** PROBLEM DESCRIPTION **
Rewrite the stretch from the start of the items through the line containing "221), (472, 220)]", with requests included and the picture omitted, shifting every coordinate in the answers up by 55.

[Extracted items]
++++++++++

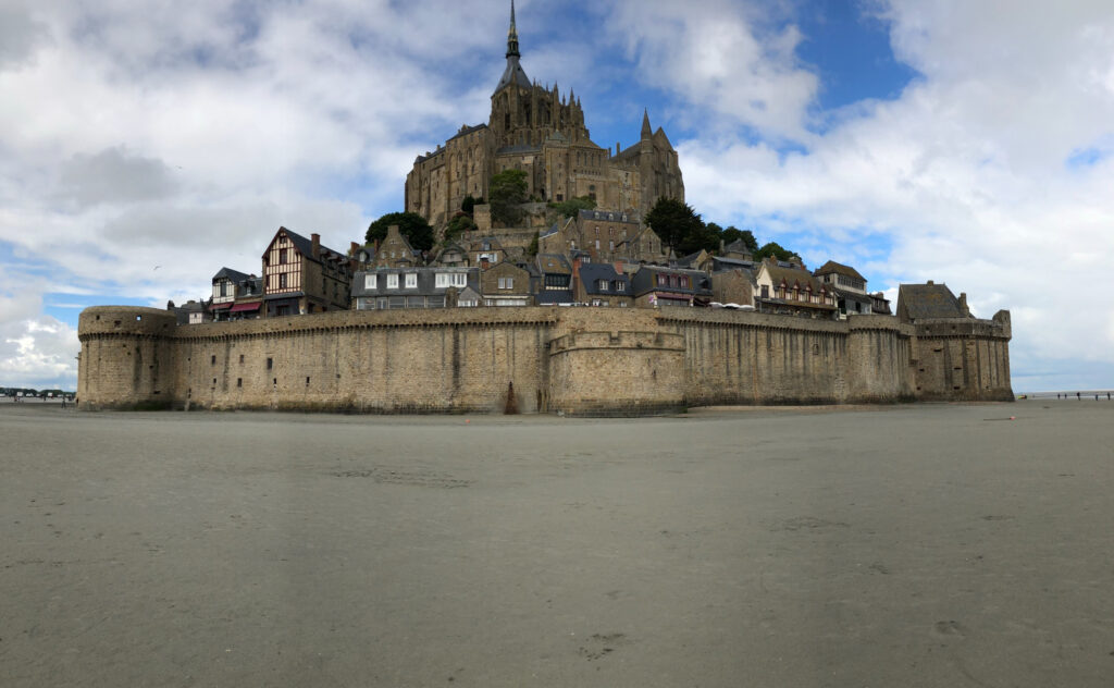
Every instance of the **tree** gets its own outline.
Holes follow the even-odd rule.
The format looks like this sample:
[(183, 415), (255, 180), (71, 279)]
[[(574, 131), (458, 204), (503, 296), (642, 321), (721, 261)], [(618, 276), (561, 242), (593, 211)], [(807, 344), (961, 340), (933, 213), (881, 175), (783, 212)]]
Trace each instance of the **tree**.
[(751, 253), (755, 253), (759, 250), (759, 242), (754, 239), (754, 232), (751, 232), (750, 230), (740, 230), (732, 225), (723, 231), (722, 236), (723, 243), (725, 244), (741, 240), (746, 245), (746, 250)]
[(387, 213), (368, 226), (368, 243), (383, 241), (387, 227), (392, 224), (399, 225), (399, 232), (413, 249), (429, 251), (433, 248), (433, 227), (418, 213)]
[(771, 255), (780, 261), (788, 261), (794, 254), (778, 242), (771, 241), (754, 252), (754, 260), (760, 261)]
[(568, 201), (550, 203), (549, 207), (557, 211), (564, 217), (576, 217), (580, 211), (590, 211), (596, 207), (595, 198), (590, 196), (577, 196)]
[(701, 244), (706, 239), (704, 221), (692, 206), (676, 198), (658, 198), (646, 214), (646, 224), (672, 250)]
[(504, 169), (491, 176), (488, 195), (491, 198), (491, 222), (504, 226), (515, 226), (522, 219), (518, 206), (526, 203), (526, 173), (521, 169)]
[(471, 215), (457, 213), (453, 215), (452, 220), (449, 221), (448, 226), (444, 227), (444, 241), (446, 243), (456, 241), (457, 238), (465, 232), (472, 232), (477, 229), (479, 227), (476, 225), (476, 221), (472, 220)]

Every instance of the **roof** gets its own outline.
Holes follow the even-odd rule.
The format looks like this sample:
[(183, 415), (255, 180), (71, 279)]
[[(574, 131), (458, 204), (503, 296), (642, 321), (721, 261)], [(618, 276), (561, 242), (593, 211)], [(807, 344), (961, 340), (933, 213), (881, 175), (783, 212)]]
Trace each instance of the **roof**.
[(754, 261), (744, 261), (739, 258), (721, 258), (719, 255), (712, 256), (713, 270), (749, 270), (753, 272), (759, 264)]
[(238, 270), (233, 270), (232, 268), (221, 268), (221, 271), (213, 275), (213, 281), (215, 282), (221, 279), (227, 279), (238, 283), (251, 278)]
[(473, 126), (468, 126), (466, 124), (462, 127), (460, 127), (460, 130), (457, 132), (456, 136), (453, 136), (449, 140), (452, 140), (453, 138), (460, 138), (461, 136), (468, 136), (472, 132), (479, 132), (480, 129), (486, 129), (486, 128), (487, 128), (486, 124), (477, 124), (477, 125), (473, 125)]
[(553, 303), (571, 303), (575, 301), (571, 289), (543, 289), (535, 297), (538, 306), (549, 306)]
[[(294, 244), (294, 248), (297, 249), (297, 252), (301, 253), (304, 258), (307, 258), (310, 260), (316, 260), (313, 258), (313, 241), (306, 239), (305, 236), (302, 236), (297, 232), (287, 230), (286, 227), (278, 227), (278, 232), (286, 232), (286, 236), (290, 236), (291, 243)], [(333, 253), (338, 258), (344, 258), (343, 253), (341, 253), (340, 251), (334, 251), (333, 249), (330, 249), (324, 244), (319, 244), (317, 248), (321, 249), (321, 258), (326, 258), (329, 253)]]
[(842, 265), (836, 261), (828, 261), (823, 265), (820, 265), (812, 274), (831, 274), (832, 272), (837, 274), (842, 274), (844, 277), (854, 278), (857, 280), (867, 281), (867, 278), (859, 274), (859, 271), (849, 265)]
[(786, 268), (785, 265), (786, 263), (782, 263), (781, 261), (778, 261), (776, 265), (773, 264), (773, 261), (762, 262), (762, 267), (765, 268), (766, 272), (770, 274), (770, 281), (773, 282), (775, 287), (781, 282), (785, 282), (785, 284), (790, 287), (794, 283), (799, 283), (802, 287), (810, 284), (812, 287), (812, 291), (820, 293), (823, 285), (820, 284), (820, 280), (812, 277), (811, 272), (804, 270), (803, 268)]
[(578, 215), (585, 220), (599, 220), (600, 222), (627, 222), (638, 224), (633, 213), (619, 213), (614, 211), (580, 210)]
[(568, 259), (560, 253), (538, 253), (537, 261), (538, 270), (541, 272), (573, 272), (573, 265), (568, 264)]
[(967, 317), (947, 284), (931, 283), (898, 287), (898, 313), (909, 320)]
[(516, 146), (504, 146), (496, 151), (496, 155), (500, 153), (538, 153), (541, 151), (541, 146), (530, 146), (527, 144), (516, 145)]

++++++++++

** WORKED SOLUTION **
Every instance of the **tree** gets its own outline.
Holes follow the even-odd rule.
The format looks like this sample:
[(183, 415), (255, 180), (71, 279)]
[[(574, 131), (458, 204), (503, 296), (642, 321), (721, 261)], [(618, 276), (561, 242), (593, 211)], [(807, 344), (961, 340), (933, 213), (881, 175), (783, 212)]]
Trace each instance of the **tree**.
[(806, 308), (810, 308), (814, 305), (814, 297), (809, 294), (809, 287), (806, 287), (805, 285), (795, 285), (787, 280), (778, 286), (777, 291), (778, 298), (780, 299), (796, 295), (801, 300), (801, 305)]
[(442, 268), (423, 281), (423, 298), (438, 296), (442, 282), (447, 279), (454, 280), (454, 287), (468, 304), (484, 306), (488, 303), (488, 282), (473, 268)]
[(826, 310), (835, 316), (843, 316), (849, 309), (833, 297), (826, 296), (809, 307), (809, 315), (815, 316)]
[(623, 256), (605, 258), (604, 262), (612, 266), (619, 272), (631, 272), (635, 266), (645, 266), (651, 262), (650, 253), (645, 251), (632, 251)]
[(756, 299), (761, 294), (759, 276), (747, 261), (731, 253), (713, 253), (701, 269), (701, 279), (727, 305)]
[(559, 224), (546, 231), (543, 250), (546, 253), (546, 277), (559, 281), (570, 281), (577, 274), (573, 261), (581, 258), (581, 228), (576, 224)]
[(526, 270), (512, 268), (508, 270), (507, 275), (504, 276), (503, 281), (499, 282), (499, 296), (501, 298), (511, 296), (512, 293), (520, 287), (527, 287), (532, 284), (534, 282), (531, 280), (531, 276), (527, 275)]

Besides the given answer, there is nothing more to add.